= Required work =
Write the records out once more, exactly as they are given.

= Records for processing =

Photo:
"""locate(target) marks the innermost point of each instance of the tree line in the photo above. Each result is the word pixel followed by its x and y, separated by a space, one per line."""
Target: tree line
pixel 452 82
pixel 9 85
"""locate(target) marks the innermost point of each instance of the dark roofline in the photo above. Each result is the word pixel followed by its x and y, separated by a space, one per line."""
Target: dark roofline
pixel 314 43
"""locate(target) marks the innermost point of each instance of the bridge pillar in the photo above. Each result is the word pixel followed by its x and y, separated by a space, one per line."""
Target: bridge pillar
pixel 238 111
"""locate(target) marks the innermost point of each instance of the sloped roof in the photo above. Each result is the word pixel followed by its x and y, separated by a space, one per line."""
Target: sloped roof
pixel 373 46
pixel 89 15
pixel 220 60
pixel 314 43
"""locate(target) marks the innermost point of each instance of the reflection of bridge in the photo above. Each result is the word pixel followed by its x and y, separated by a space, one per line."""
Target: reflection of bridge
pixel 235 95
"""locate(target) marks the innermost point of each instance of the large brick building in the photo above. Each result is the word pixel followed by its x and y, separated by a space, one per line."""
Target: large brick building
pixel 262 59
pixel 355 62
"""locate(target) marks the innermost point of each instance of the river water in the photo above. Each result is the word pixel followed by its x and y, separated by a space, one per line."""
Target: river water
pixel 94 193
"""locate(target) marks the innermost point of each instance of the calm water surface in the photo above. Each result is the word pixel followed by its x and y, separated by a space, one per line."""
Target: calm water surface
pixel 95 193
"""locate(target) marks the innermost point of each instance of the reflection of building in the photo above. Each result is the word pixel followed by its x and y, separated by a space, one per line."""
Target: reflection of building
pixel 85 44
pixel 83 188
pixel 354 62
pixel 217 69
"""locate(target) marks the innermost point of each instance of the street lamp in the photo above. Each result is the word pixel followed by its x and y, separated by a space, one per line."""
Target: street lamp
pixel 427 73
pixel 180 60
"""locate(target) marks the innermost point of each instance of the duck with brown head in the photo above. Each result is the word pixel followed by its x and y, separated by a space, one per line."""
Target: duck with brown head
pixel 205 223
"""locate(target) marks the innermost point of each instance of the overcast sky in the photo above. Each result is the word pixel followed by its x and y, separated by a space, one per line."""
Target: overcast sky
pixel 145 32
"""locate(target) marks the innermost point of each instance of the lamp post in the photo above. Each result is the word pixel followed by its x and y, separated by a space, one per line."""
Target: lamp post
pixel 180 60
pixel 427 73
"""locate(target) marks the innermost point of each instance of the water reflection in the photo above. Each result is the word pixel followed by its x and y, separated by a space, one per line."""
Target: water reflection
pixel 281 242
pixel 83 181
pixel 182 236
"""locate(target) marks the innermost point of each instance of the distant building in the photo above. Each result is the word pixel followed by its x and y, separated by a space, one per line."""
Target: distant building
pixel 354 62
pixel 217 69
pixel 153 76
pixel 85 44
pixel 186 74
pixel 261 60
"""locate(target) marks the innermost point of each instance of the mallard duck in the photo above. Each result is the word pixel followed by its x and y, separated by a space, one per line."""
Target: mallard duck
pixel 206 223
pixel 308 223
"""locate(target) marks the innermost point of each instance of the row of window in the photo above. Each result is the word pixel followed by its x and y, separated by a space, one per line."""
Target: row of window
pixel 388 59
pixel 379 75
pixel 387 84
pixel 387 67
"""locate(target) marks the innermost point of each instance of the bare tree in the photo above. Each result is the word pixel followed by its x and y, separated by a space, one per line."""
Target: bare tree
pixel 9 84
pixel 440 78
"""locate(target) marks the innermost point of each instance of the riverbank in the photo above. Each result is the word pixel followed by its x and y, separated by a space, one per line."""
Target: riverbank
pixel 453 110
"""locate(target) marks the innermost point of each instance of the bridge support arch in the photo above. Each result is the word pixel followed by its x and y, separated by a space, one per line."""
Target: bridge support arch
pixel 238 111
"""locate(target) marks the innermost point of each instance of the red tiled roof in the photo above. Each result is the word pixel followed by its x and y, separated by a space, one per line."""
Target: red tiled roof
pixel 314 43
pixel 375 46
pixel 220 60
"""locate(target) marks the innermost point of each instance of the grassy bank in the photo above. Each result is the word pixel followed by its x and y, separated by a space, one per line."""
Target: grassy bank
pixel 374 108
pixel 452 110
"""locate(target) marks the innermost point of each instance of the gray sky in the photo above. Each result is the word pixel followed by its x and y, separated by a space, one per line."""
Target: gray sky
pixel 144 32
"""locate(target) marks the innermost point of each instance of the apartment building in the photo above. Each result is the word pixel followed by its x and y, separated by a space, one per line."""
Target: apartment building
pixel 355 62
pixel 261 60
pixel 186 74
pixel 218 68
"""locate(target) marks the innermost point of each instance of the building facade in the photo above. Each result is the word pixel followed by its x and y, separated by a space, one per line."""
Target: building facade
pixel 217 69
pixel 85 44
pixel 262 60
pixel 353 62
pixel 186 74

= Response box =
Photo:
"""locate(target) marks the innermost point of each instance of the tree line in the photo above. Each result is the word pixel followed by its x and y, separated by a space, one per line."""
Target: tree line
pixel 452 82
pixel 9 85
"""locate(target) marks the innermost point of each instance of the dark roofline in the photo above. Each result is the word pixel followed by its x and y, separated by a space, one per line."""
Target: dark roofline
pixel 314 43
"""locate(target) marks the innermost point of each instance of the bridge pillar in the photo above. Each result is the word pixel followed by its x and y, separated by a space, one per line."""
Target: bridge pillar
pixel 238 111
"""locate(target) marks the innermost point of each instance of the sloped roof in the photo above. Each result is the word pixel followed by its x and y, separated by a space, one per line."""
Target: sloped roof
pixel 373 46
pixel 89 15
pixel 220 60
pixel 314 43
"""locate(target) marks the innermost point of each instance of the reflection of bridge in the photo above. Each result is the word pixel followed by its x and y, separated by a space, one per line."""
Target: reflection of bridge
pixel 235 95
"""locate(target) marks the innermost point of each instance of the large brick building in the photo above. Each result is the word pixel followed by its x and y, separated by a space, one per line."""
Target: large brick building
pixel 262 59
pixel 355 62
"""locate(target) marks the innermost point of each instance of the river water in the photo above. Each result is the word pixel followed by its x and y, separated by a space, one per line."""
Target: river water
pixel 94 193
"""locate(target) marks the innermost point of each instance of the calm water surface in the photo above. Each result is the word pixel followed by its x and y, separated by a space, one per line."""
Target: calm water surface
pixel 95 193
"""locate(target) marks the innermost point of each instance of the reflection of building in the photo above. Each result is the word pixel followed by its x and y, separated by a space, one per line."""
Target: reflection of building
pixel 85 44
pixel 83 188
pixel 354 62
pixel 217 69
"""locate(target) marks the innermost point of each instance of the street lamp in the photo above. Each result is the word pixel followed by its x and y, separated by a space, one per line."""
Target: street lamp
pixel 427 73
pixel 180 60
"""locate(target) marks the innermost point of each instance of the duck with brown head in the photo above. Each result is the word pixel followed by its x and y, separated by a space, one per line."""
Target: duck with brown head
pixel 205 223
"""locate(target) marks the innermost point of each instance of the overcast sky in the photo above. Each result is the word pixel followed by its x and y, separated by a space, one per line."""
Target: overcast sky
pixel 145 32
"""locate(target) marks the innermost point of each instance of the lamp post in the photo above. Each result is the word pixel followed by its x and y, separated by a space, one per line."""
Target: lamp post
pixel 180 60
pixel 427 73
"""locate(target) marks the innermost point of each instance of the water reflection in the photo above. Each result is the word pixel followed by its x and y, separated by a space, one per line."""
Target: water reflection
pixel 281 242
pixel 83 181
pixel 182 236
"""locate(target) marks the innermost point of each instance of the distant building in the photo above. Each result is the word pixel followed by its x and y, separated by a space, one per line."""
Target: distant building
pixel 354 62
pixel 217 69
pixel 153 76
pixel 85 44
pixel 186 74
pixel 261 60
"""locate(target) marks the innermost point of each instance of the mallard duck in the photo above. Each result is the word pixel followed by its x and y, separated by a space, one per line."""
Target: mallard duck
pixel 206 223
pixel 308 223
"""locate(target) marks the innermost point of each instance of the row of window in the photo above. Each result is the word pixel followed by its x and y, separated by a space, one per line."""
Target: row of window
pixel 388 59
pixel 379 75
pixel 387 84
pixel 387 67
"""locate(target) marks the innermost point of each instance of the bare tree in the photo above. Each result is the word pixel followed by its x and y, separated by a space, one per line."""
Target: bare tree
pixel 9 84
pixel 440 78
"""locate(target) marks the innermost point of each instance of the riverbank in the photo above. Each result is the word pixel followed by its x and y, separated by a space, one per line."""
Target: riverbank
pixel 453 110
"""locate(target) marks the innermost point of each instance of the bridge support arch in the photo above. Each result is the word pixel followed by its x and y, separated by a space, one per line."""
Target: bridge support arch
pixel 238 111
"""locate(target) marks the innermost point of each instance of the red tiled roof in the photo above. Each result is the word pixel followed by its x and y, separated by a space, one per line."""
Target: red tiled roof
pixel 314 43
pixel 375 46
pixel 220 60
"""locate(target) marks the innermost point of each instance of the grassy bank in the photo above. Each result is the word pixel followed by its x and y, separated by a space, one per line."""
Target: grassy bank
pixel 374 108
pixel 452 110
"""locate(target) marks the innermost point of each instance of the gray sky in the photo above. Each result is the word pixel followed by its x and y, separated by a space, one per line."""
Target: gray sky
pixel 144 32
"""locate(target) marks the innermost point of each instance of the apartment building in the photo above. Each result is the word pixel followed by its x and y, separated by a space, one per line."""
Target: apartment building
pixel 355 62
pixel 261 60
pixel 186 74
pixel 218 68
"""locate(target) marks the innermost point of each instance of the building facade in the photo above. Each result is the word pixel followed by its x and y, separated by a space, one per line."""
Target: building facade
pixel 217 69
pixel 85 44
pixel 262 60
pixel 353 62
pixel 186 74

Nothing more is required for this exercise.